Work request:
Each line in the entries below that holds the string "reflection" is to be listed.

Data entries
□ □ □
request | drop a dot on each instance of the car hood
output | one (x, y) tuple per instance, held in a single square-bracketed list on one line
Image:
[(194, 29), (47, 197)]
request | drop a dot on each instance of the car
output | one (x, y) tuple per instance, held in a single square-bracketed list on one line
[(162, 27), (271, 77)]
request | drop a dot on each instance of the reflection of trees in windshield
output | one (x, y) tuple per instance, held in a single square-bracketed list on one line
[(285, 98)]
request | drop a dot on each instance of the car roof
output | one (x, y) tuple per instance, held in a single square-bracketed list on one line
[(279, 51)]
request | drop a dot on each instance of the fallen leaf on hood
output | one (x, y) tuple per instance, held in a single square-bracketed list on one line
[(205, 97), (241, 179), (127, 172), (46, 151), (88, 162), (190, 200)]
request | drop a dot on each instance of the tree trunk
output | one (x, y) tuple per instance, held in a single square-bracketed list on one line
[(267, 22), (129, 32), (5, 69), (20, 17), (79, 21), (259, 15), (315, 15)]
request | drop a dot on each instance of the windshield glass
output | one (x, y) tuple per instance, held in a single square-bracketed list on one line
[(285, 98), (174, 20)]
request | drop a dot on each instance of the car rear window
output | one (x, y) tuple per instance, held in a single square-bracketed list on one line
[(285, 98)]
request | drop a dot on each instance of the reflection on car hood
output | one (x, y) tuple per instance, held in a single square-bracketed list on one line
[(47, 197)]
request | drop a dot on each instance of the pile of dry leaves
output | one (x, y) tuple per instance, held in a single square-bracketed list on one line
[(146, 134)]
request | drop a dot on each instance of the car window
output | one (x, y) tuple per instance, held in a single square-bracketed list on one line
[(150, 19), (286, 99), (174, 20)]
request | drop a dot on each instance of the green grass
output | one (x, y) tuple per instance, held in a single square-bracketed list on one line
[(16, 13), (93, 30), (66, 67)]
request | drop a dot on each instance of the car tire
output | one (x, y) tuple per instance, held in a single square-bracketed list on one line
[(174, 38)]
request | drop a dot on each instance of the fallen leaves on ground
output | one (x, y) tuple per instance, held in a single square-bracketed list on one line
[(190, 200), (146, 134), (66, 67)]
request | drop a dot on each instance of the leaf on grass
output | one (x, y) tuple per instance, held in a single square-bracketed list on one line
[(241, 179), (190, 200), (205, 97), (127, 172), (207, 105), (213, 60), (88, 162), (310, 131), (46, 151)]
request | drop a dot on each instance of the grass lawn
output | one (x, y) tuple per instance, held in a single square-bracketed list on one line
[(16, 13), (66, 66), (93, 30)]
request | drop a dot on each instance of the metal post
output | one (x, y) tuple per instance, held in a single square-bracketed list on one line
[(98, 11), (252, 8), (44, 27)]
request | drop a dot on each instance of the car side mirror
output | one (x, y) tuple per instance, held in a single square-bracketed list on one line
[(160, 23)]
□ □ □
Exercise output:
request | drop a dot on each instance of the reflection of trees in windshield
request | drop a dot on each instance of the reflection on car hood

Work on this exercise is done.